[Pointing material]

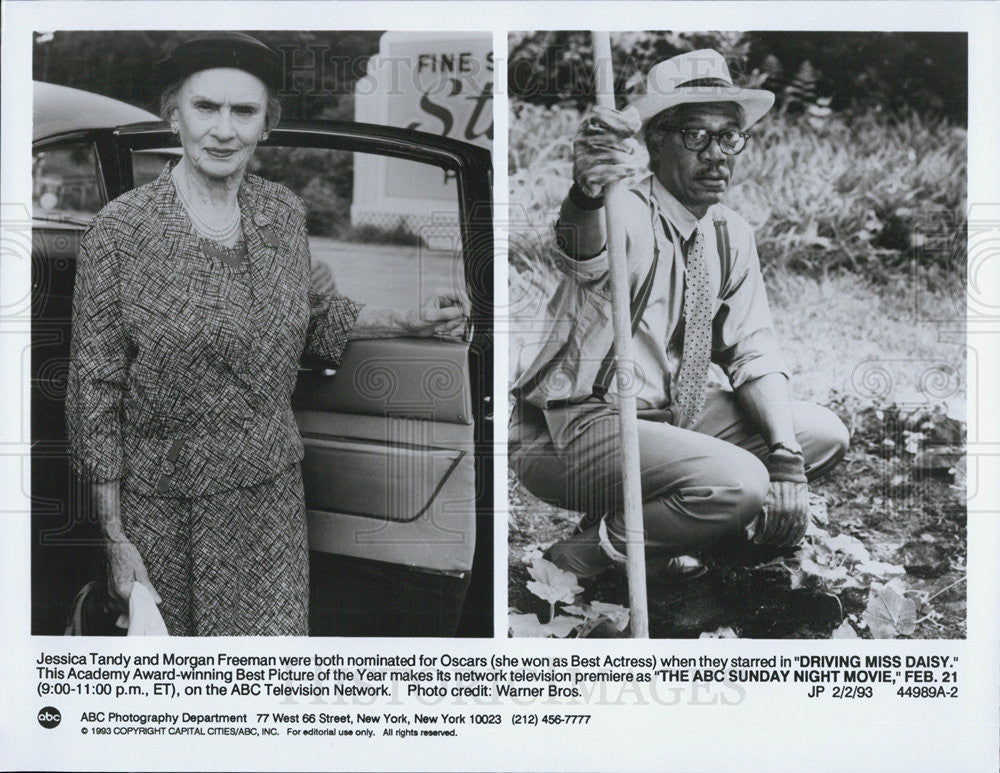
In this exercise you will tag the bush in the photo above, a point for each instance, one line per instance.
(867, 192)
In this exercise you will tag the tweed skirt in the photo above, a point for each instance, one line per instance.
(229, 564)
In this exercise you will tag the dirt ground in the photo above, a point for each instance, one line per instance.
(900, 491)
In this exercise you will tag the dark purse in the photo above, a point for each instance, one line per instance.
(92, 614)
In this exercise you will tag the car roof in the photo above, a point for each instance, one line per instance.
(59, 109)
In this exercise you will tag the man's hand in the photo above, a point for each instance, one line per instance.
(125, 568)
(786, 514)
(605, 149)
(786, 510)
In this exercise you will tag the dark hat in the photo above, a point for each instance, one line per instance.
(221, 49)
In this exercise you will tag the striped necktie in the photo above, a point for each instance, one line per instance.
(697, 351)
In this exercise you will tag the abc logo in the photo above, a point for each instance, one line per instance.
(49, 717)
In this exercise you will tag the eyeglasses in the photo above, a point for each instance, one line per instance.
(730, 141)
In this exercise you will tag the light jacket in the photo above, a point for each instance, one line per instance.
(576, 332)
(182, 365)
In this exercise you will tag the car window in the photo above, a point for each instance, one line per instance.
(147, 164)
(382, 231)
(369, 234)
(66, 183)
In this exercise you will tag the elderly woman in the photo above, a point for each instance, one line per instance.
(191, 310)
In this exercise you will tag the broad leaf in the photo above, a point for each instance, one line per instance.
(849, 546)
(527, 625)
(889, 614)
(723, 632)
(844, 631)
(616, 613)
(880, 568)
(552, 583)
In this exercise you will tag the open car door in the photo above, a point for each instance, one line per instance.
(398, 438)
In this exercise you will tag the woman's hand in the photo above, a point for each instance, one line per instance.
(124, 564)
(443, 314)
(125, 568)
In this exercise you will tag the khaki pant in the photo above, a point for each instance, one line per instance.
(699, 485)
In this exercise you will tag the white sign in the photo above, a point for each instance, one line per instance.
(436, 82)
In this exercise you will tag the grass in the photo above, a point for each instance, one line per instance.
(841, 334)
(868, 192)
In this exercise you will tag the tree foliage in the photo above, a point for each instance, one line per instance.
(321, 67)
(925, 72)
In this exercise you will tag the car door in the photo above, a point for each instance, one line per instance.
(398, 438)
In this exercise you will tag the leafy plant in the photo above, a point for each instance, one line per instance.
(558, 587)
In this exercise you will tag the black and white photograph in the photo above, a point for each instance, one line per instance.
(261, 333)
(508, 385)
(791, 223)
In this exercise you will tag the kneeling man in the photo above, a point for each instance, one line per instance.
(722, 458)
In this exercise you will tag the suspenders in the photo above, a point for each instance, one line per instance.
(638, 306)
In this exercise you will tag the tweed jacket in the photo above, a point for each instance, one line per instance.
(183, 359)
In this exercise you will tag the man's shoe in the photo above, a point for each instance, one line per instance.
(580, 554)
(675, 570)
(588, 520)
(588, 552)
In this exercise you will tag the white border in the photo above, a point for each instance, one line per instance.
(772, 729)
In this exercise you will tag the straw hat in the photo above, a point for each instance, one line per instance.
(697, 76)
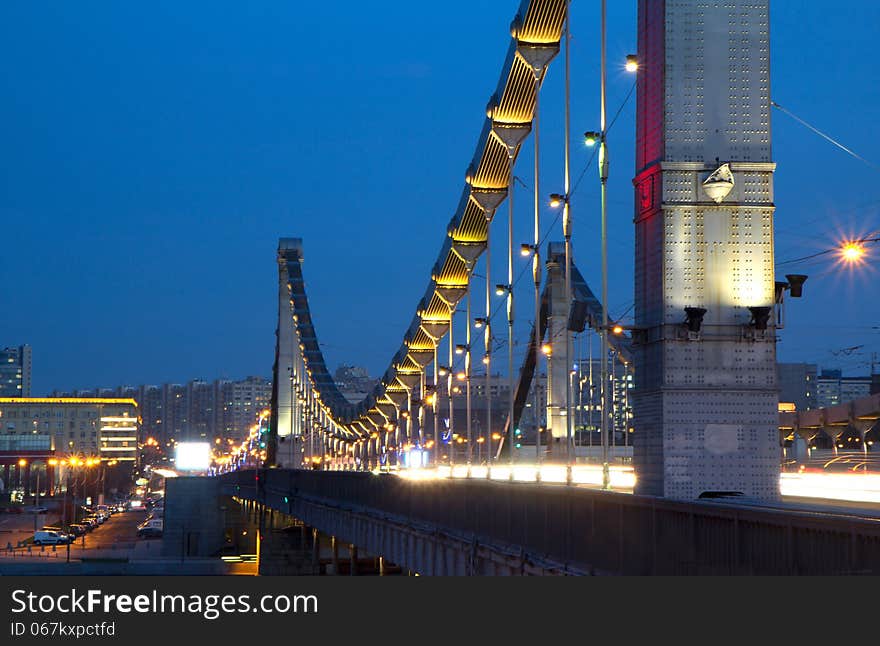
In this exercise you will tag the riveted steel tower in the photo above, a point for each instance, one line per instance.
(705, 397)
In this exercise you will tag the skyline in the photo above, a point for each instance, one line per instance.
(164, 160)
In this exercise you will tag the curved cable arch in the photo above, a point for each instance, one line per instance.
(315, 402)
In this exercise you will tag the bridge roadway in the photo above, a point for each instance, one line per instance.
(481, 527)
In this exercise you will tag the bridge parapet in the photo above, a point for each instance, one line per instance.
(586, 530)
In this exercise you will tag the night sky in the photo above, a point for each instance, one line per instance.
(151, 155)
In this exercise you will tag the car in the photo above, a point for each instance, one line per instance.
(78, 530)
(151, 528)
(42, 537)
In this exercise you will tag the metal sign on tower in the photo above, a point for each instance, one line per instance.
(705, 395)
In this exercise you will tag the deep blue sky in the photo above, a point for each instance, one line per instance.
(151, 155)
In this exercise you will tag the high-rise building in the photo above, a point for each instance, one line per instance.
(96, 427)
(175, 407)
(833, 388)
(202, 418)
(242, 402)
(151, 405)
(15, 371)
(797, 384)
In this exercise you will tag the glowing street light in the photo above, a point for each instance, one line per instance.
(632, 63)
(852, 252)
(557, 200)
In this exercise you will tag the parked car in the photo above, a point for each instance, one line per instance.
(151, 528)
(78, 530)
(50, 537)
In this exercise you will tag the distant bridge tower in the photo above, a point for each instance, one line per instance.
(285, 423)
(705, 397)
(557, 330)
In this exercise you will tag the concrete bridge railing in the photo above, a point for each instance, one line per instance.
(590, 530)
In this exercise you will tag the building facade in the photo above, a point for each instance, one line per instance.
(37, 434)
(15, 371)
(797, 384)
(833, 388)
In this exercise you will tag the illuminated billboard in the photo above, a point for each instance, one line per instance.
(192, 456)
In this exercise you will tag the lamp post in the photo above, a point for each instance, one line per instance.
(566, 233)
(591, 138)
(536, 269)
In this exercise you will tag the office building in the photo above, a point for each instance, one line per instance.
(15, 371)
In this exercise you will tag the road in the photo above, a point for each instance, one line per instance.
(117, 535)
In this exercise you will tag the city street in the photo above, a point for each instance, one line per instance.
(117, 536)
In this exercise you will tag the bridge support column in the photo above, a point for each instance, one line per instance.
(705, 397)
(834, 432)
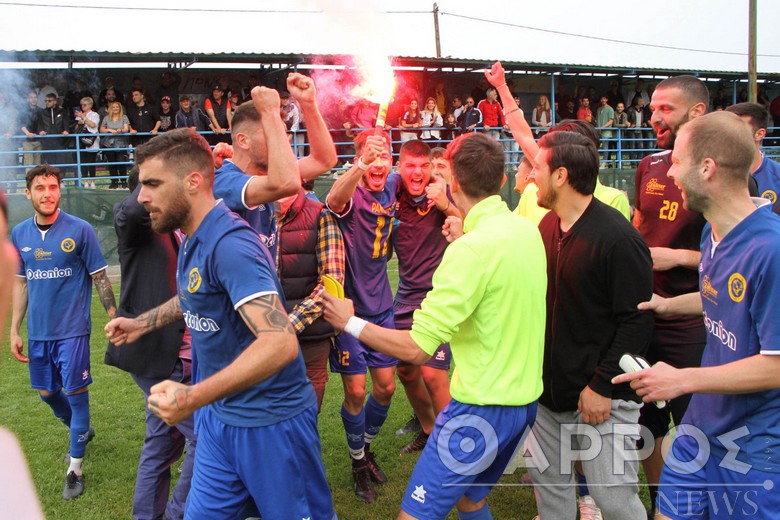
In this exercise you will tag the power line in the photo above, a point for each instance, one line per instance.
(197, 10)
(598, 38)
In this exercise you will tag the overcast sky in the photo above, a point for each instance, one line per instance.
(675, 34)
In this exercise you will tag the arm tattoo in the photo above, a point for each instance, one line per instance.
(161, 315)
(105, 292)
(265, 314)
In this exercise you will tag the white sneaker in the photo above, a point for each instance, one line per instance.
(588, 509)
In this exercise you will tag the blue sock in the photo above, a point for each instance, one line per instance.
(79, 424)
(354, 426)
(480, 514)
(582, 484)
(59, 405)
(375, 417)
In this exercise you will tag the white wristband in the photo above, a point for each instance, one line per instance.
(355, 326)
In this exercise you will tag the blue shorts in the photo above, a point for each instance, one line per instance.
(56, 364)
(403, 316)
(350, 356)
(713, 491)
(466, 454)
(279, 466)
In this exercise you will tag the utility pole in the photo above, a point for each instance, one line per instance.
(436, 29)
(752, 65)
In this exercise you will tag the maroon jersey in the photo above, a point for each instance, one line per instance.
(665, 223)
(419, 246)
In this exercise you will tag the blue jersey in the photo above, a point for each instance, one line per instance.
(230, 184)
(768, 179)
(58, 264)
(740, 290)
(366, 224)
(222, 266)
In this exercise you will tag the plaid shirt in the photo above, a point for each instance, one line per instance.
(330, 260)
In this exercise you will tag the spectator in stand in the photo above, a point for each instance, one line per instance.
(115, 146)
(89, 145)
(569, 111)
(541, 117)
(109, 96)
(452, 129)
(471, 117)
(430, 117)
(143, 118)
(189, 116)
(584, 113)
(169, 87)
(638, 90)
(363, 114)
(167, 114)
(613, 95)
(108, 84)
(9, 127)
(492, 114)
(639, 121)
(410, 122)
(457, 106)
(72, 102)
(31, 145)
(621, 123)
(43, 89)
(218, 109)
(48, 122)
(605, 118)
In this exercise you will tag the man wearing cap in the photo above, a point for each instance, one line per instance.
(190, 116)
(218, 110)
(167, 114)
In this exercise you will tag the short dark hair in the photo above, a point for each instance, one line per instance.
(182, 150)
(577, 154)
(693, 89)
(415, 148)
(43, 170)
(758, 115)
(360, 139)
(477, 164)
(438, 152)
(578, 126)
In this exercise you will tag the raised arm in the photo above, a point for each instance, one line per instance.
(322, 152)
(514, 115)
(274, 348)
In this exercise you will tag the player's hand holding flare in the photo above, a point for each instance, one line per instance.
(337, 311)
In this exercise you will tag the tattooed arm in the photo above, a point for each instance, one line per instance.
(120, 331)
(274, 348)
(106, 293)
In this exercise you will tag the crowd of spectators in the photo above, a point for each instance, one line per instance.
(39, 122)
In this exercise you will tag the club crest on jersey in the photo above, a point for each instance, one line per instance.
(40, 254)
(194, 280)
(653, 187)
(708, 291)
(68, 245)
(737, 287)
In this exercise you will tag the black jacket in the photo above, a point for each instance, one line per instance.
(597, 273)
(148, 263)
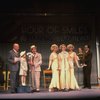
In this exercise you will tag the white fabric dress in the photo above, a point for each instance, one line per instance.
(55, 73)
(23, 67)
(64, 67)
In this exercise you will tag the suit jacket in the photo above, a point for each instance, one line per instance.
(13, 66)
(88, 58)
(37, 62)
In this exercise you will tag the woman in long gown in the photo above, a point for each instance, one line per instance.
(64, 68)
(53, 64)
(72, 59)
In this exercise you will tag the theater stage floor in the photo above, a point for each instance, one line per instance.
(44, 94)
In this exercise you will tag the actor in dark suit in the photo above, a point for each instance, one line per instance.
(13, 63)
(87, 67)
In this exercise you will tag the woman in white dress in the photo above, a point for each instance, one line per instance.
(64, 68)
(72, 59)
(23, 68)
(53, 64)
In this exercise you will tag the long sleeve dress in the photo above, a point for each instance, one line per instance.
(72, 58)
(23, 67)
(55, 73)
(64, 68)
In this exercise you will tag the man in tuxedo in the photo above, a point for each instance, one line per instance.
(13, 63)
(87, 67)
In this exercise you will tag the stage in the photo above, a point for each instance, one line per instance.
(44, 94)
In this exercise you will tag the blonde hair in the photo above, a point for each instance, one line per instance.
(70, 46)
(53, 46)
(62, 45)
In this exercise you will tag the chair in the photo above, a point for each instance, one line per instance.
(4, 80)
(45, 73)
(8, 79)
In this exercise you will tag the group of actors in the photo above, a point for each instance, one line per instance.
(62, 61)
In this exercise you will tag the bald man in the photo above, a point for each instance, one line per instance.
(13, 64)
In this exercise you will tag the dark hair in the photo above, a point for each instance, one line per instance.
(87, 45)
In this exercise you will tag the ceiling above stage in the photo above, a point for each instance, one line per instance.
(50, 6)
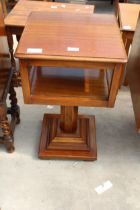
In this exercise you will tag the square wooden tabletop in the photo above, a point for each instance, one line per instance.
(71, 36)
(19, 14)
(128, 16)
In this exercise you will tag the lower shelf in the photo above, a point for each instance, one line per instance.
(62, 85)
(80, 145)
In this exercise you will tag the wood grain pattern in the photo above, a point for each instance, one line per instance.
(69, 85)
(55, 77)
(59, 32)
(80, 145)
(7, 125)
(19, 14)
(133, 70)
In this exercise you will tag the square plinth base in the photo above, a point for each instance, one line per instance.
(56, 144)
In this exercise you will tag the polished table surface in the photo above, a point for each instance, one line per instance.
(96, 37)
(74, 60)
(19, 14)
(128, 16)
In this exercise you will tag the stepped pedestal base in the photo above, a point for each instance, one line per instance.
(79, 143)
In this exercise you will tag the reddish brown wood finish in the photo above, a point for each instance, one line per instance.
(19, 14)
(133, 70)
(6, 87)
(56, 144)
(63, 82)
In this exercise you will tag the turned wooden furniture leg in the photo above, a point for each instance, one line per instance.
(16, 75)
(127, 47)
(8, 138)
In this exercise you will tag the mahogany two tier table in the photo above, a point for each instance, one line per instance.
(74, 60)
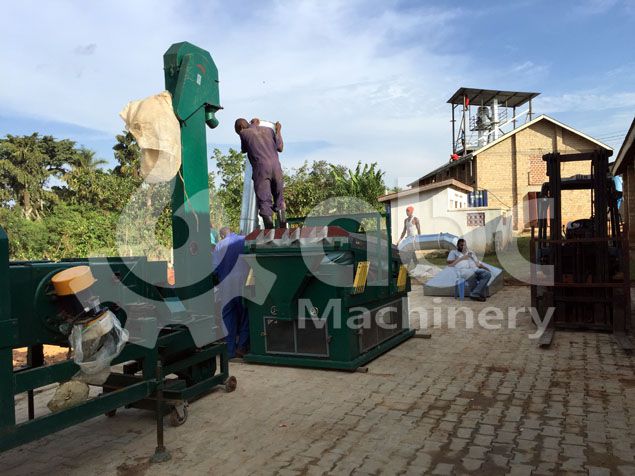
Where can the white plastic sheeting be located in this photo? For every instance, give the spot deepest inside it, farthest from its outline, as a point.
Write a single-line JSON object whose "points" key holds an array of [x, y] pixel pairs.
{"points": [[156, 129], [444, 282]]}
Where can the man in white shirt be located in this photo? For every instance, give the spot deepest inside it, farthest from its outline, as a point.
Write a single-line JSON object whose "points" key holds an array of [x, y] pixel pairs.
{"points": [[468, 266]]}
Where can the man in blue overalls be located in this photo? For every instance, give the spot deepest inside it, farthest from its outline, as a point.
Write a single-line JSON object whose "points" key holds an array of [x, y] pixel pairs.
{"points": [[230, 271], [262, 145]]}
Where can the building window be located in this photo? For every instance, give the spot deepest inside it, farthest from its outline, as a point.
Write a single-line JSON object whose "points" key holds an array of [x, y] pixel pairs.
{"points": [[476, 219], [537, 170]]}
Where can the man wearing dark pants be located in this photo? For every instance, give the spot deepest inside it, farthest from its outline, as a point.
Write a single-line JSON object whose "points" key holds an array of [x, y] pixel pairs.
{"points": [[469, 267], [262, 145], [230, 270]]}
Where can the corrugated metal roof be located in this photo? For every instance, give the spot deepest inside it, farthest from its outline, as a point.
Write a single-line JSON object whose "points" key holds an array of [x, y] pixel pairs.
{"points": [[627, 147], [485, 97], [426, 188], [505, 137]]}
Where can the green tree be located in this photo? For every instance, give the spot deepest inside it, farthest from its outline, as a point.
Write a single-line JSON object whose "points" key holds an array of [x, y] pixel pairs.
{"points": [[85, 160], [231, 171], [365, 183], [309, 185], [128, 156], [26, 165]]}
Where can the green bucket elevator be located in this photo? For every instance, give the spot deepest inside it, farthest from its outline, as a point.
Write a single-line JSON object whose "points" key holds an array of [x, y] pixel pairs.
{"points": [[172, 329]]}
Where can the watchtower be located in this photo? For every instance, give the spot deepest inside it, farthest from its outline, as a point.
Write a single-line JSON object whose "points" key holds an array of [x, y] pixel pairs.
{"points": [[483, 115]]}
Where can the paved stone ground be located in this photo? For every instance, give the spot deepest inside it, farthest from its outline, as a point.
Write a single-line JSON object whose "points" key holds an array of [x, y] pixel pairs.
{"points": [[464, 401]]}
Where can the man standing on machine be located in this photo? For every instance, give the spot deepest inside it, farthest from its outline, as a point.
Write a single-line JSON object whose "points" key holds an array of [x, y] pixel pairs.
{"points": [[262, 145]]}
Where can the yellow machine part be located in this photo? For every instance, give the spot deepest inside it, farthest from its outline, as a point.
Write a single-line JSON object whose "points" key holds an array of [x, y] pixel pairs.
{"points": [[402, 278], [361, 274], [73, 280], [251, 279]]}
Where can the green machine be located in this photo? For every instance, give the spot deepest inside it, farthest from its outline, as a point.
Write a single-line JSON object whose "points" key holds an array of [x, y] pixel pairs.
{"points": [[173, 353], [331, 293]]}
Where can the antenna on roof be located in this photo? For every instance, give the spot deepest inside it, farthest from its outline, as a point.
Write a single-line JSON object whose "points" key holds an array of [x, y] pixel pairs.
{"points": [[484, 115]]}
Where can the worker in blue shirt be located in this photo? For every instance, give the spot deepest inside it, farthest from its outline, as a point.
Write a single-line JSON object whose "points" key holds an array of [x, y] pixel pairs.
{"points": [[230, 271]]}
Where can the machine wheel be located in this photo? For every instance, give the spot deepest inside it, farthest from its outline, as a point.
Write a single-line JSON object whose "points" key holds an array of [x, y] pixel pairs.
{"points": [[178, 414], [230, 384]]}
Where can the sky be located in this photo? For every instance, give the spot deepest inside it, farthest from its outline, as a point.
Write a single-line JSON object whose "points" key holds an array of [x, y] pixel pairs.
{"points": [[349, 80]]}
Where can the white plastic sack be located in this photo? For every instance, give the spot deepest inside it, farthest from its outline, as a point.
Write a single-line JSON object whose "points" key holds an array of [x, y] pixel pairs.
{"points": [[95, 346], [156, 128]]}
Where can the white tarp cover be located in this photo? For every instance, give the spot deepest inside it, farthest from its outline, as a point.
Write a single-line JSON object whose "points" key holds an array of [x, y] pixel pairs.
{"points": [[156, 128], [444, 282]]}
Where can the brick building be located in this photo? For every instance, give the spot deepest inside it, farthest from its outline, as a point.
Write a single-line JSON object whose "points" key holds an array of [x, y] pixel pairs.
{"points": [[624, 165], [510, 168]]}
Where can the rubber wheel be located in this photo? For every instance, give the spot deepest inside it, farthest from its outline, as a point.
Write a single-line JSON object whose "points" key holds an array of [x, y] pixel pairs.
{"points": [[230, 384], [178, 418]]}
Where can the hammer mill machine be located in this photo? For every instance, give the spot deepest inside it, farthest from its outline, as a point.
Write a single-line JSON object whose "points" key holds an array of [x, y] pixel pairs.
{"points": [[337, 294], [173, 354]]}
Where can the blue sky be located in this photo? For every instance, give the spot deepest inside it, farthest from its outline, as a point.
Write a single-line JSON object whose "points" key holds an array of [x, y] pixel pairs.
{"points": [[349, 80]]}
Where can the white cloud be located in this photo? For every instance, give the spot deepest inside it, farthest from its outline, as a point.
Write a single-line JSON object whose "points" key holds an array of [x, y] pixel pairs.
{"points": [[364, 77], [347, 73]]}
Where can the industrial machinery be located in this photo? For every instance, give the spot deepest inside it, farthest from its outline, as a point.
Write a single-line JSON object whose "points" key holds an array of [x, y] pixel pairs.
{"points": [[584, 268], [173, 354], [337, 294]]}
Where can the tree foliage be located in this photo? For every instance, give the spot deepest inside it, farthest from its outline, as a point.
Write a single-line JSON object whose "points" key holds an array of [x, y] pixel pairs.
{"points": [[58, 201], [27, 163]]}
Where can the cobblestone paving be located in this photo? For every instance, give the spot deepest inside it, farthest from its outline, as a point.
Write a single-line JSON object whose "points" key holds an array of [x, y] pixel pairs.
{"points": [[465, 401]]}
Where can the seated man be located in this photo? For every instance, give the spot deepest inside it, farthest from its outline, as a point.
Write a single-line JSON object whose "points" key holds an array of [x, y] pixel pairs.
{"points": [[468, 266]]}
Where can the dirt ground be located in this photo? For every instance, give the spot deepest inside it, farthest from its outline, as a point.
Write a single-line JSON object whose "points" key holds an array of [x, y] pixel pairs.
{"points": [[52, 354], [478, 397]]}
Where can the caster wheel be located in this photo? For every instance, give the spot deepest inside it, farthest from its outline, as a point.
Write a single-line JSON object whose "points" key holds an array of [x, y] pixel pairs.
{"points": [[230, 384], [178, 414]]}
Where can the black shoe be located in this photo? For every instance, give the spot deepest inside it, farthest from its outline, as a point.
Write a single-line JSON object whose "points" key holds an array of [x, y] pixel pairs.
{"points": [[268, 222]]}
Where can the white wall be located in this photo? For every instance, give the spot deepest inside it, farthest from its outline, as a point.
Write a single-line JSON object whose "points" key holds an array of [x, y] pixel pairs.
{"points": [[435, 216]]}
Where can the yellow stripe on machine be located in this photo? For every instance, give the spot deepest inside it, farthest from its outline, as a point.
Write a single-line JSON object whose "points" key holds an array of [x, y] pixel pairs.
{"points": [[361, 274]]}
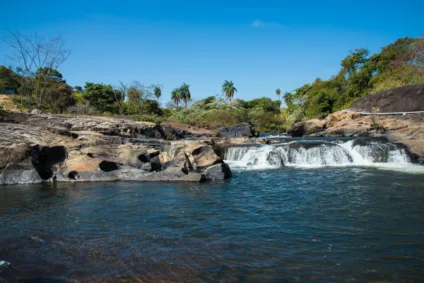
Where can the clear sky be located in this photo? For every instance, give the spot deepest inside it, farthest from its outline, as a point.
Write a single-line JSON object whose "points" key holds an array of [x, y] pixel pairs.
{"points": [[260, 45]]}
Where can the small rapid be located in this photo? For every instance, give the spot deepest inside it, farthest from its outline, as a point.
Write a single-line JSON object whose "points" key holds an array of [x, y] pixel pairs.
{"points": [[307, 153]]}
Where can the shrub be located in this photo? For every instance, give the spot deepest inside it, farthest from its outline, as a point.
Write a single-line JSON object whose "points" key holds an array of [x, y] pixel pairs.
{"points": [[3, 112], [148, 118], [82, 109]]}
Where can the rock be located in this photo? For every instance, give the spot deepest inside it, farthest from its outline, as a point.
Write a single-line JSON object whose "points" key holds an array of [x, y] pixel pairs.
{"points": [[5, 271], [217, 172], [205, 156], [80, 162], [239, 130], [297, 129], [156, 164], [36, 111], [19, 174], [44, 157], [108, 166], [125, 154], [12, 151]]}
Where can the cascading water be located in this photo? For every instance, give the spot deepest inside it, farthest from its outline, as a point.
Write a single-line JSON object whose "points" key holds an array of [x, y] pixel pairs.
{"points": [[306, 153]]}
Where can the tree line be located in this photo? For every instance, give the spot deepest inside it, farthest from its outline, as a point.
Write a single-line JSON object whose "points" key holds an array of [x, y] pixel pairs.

• AIM: Can you write out, word for word, the lines of the material from the one containing "Where can the cascading" through the final line, inclusive?

• FINAL RESULT:
Where can the cascading water be located in this photo? For every instance, give the spot deepest inside it, farthest from its outline, as a point.
Write a single-line JSON object whose "points" key holds an array of [x, y] pixel pairs.
{"points": [[306, 153]]}
Where can the tree line be located in this photo? For every instance, give the spot deepest inside it, farthest from its outline, as a point.
Write a single-line JSON object whose "points" key holds an array of [x, y] pixel pairs.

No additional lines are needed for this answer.